## begin
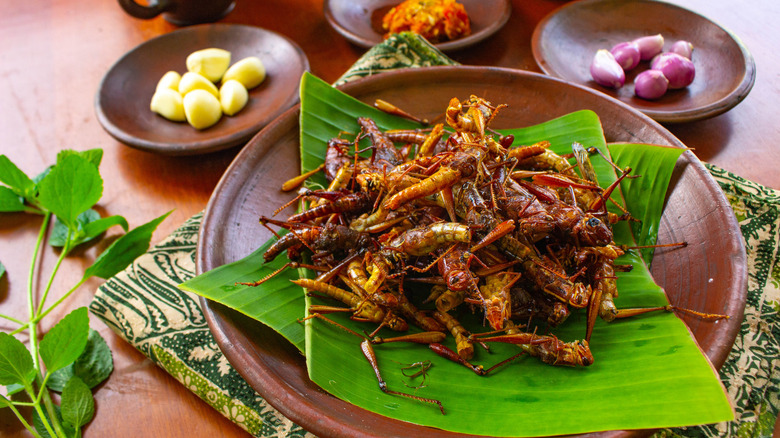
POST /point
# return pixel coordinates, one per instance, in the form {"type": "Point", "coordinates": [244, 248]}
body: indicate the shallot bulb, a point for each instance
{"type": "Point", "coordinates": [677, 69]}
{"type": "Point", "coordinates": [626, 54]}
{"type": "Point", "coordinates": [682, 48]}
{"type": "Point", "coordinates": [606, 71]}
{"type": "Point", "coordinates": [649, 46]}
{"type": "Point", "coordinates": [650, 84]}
## end
## begin
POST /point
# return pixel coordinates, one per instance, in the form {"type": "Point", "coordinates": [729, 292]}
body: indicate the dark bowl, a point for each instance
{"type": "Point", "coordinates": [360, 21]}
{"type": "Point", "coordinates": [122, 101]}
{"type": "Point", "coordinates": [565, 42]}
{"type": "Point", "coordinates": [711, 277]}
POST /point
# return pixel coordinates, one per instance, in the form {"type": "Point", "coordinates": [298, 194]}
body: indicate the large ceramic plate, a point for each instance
## end
## TASK DETAILS
Gather every line from the entries above that contains the word "pixel". Count a line only when its letter case matches.

## EXERCISE OUTPUT
# return pixel coordinates, one per instance, in the form {"type": "Point", "coordinates": [244, 248]}
# return pixel coordinates, one per instance, in the form {"type": "Point", "coordinates": [729, 292]}
# return pixel coordinates, one per instance, in the form {"type": "Point", "coordinates": [298, 194]}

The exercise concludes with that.